─── Material for this task

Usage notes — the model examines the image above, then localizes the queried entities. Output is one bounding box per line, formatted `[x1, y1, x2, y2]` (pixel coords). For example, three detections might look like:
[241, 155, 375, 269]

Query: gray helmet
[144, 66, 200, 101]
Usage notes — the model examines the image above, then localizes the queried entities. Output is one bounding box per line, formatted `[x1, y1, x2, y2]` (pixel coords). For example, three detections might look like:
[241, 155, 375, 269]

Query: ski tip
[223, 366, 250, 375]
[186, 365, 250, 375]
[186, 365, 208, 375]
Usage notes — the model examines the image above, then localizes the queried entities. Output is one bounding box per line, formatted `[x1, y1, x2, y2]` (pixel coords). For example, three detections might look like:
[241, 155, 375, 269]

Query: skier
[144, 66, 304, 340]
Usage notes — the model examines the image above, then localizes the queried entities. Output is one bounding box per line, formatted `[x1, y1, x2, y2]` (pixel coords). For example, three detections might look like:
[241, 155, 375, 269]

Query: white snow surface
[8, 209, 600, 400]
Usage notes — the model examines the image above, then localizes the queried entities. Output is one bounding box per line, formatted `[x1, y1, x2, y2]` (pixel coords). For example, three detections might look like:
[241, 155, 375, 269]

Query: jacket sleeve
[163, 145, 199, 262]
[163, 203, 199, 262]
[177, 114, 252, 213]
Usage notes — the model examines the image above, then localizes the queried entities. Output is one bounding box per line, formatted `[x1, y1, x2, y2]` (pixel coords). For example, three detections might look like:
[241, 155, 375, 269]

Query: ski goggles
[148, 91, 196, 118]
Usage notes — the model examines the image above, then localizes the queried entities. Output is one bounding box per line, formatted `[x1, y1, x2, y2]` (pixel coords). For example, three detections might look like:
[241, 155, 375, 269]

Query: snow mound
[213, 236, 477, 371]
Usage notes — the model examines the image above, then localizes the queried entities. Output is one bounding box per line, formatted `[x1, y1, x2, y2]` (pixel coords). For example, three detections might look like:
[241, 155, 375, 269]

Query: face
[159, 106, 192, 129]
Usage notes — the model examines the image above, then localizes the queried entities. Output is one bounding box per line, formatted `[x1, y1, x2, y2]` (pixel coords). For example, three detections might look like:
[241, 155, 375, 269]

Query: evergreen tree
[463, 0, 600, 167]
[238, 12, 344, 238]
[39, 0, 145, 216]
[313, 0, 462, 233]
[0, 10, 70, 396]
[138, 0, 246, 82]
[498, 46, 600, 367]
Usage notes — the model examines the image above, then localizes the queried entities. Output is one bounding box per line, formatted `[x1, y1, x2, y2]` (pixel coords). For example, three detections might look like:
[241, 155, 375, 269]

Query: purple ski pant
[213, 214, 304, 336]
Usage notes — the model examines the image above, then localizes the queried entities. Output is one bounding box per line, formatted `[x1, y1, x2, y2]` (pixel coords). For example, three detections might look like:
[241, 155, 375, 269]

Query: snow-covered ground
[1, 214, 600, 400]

──────
─── Material for this task

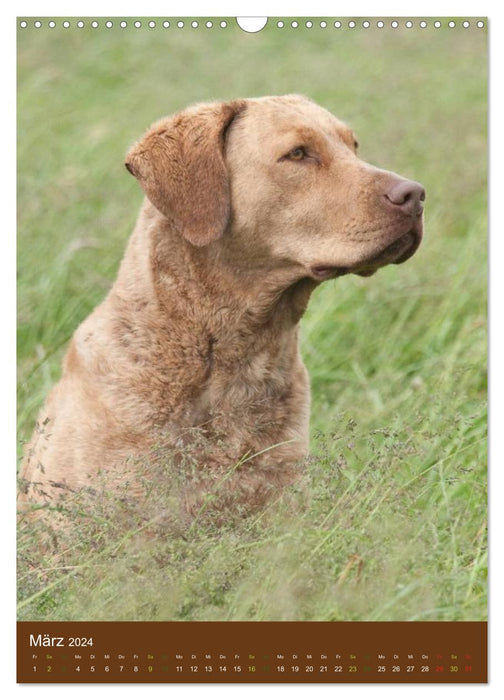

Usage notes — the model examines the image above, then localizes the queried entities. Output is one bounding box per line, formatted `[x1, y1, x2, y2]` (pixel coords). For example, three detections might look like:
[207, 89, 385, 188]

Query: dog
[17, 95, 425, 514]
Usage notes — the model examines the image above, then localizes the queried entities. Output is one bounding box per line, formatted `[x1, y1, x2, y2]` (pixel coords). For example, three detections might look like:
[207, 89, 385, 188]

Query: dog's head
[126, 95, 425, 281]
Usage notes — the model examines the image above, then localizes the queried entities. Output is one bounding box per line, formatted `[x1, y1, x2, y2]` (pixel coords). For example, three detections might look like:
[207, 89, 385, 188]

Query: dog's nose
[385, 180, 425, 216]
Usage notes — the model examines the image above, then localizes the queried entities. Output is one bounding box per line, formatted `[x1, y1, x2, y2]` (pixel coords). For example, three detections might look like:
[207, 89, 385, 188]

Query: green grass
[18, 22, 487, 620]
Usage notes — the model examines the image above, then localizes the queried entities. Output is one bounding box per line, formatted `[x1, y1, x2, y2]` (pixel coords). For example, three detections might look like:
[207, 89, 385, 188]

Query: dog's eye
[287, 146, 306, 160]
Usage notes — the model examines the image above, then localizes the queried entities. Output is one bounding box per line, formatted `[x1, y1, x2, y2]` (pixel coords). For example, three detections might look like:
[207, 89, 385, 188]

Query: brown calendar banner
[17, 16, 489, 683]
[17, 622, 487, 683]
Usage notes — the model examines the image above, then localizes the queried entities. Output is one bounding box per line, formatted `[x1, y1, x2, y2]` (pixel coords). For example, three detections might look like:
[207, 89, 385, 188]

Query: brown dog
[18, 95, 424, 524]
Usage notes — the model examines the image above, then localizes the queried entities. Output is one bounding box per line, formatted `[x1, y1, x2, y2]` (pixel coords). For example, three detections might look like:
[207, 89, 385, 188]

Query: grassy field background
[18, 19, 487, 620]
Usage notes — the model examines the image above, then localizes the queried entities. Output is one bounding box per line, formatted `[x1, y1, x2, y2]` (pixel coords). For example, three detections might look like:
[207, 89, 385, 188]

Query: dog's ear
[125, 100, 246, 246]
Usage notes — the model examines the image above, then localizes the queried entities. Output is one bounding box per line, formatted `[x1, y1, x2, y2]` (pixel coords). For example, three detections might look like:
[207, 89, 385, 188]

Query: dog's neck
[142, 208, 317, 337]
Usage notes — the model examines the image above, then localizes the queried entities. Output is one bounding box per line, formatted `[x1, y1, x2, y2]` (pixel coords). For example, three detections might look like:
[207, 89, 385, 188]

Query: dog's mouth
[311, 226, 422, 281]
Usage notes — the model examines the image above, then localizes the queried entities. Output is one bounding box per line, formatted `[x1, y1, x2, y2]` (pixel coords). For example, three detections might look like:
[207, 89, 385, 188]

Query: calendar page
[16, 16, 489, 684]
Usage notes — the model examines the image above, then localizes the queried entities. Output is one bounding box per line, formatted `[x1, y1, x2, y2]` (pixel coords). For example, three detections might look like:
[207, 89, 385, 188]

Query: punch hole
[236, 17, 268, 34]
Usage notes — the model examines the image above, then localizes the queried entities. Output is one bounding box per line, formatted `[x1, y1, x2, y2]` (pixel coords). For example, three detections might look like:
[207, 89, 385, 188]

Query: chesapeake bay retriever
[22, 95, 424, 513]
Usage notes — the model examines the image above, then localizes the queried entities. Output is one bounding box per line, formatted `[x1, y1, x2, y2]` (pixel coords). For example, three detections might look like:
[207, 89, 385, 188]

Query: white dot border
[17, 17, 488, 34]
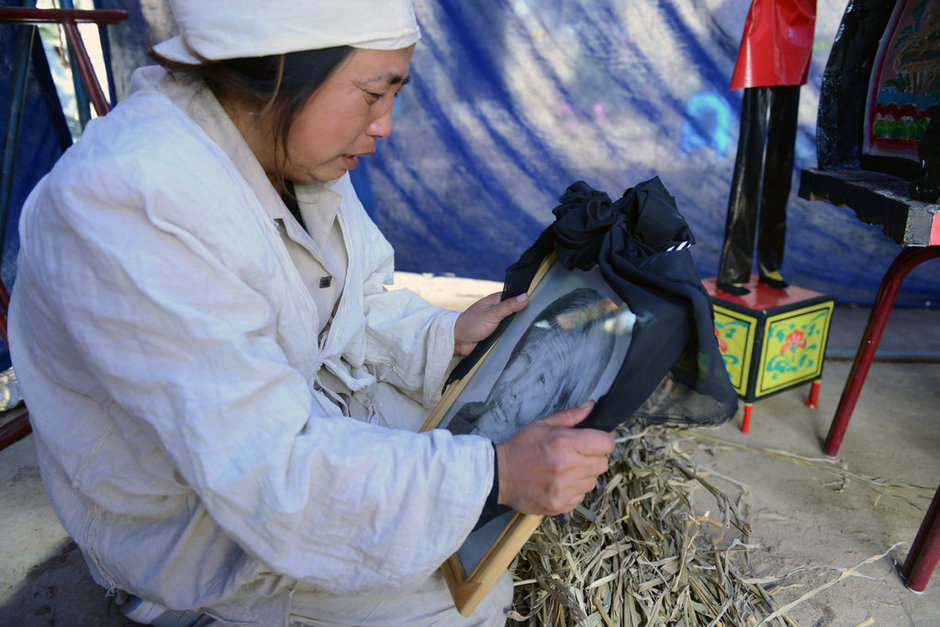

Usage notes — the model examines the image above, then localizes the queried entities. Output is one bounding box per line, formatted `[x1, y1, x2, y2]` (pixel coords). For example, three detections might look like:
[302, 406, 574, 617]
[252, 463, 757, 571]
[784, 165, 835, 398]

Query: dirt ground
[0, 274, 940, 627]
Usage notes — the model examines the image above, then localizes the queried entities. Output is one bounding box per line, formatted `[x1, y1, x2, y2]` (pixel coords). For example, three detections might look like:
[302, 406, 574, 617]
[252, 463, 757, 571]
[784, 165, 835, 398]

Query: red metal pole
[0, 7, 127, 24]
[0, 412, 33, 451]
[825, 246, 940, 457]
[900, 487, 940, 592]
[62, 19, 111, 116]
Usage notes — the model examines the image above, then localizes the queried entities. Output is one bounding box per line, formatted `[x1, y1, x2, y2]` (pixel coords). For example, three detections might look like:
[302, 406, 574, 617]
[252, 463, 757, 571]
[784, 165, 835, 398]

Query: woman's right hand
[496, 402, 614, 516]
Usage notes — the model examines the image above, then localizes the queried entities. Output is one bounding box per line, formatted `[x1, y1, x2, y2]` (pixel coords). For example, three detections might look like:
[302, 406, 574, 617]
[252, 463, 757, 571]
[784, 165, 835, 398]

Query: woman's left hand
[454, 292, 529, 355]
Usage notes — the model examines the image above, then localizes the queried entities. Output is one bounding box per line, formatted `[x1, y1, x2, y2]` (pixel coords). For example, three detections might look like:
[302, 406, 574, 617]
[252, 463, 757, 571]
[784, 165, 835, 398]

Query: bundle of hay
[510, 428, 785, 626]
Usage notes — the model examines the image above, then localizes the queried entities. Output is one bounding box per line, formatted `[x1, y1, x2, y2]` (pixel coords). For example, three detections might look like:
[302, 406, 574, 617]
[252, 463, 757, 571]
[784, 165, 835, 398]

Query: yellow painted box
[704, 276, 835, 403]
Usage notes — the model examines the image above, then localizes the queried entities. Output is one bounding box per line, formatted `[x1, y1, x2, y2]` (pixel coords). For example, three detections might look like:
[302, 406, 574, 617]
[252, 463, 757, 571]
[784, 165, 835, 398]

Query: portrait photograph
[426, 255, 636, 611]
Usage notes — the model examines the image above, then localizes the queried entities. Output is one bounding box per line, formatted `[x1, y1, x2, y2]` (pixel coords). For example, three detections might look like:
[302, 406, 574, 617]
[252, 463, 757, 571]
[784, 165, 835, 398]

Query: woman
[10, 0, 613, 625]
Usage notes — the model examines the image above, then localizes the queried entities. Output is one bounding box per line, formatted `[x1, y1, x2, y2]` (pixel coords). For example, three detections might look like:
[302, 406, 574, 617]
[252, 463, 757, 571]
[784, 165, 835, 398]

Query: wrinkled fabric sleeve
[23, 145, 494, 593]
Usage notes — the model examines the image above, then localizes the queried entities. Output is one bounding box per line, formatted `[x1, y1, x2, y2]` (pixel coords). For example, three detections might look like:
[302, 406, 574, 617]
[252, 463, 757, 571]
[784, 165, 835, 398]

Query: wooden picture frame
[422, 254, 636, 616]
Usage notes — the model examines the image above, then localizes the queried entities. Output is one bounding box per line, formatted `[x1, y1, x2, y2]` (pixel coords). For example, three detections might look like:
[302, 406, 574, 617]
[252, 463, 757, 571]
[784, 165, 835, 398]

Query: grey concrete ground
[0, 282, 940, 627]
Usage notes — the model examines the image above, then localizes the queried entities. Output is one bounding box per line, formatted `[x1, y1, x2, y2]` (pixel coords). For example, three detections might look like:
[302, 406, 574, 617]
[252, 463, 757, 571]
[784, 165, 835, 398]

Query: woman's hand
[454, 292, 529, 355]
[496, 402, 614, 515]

──────
─── Material for this task

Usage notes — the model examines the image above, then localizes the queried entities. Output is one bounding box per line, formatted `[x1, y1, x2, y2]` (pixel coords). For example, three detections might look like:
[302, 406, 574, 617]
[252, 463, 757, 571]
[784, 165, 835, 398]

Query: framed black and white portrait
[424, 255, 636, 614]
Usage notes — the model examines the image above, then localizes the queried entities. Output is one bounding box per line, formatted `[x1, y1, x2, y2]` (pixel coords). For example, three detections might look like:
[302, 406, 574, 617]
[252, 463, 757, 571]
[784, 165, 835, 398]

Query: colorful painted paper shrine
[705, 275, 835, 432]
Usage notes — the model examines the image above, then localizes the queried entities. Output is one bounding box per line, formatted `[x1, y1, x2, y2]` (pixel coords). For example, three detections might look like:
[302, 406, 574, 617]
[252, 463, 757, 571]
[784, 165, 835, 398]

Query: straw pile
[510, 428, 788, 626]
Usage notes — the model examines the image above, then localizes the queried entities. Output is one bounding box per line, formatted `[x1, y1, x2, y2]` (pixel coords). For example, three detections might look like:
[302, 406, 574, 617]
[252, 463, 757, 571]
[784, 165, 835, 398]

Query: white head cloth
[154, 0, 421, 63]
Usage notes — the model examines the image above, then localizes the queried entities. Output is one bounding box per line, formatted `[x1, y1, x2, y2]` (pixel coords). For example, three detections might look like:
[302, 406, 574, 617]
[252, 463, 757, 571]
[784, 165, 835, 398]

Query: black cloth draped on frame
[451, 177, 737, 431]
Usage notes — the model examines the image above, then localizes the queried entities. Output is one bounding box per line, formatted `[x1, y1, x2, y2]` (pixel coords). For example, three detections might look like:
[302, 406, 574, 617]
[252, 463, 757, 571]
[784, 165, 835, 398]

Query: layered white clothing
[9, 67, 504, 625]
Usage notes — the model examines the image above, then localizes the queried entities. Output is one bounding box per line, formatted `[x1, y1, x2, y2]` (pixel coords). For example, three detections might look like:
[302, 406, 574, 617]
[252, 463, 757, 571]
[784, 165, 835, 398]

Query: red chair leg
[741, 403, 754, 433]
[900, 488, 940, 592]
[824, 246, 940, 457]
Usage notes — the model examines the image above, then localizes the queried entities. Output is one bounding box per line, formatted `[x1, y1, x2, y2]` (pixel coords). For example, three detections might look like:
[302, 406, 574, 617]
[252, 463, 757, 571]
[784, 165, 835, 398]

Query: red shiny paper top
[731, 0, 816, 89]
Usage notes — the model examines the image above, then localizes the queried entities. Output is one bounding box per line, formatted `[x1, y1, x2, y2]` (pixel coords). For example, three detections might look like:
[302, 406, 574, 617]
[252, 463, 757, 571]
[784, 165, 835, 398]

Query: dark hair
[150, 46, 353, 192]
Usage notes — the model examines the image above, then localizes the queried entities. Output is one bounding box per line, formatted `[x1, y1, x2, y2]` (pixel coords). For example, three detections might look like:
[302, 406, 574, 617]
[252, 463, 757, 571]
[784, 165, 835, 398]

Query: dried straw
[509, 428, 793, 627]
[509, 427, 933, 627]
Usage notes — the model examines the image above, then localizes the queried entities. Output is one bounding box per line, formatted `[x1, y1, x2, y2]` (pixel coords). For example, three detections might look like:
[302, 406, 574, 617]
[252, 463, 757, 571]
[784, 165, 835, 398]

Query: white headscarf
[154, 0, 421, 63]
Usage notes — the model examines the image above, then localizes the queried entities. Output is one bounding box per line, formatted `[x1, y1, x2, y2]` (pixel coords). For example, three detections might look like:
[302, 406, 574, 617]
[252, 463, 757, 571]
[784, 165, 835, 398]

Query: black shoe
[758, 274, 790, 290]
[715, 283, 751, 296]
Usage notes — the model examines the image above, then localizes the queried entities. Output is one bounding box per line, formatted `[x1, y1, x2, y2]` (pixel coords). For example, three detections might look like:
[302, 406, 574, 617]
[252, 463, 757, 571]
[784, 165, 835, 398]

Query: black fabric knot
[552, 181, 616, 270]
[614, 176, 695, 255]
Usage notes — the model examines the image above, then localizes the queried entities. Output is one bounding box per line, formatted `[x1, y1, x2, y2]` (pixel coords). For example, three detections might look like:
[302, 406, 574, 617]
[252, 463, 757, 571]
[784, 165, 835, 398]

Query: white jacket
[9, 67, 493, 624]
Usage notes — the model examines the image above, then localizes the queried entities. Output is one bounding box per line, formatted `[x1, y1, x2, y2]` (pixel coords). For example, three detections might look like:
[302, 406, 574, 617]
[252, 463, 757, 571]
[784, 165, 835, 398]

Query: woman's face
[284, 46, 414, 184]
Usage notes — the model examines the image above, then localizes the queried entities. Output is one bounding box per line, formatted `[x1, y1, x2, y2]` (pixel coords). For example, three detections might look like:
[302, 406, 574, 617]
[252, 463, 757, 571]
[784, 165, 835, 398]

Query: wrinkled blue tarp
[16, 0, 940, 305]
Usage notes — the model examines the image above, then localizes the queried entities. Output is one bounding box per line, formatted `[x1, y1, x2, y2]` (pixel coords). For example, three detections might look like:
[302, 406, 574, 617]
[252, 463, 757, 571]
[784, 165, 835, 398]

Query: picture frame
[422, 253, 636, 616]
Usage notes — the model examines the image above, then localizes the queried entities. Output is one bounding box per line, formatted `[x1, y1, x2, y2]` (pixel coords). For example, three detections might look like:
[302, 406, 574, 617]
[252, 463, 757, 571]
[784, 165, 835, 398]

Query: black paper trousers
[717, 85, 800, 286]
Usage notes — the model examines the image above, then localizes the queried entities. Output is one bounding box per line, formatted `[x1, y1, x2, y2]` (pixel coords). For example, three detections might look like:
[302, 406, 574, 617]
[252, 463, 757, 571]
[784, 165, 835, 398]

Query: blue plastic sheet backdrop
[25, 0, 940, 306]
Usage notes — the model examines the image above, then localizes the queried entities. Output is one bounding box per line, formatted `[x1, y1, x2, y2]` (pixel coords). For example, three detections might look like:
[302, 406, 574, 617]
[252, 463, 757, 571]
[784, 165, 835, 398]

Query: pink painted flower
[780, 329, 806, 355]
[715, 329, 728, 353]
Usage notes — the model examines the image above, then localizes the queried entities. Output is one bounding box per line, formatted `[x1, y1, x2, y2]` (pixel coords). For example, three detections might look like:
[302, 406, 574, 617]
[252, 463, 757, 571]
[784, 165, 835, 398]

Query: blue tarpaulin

──────

§ The exercise: Pick out every line in the records above that contains the word "portrait" and copy each one. Letter case counts.

§ Result below:
Query: portrait photograph
Query: framed black and white portrait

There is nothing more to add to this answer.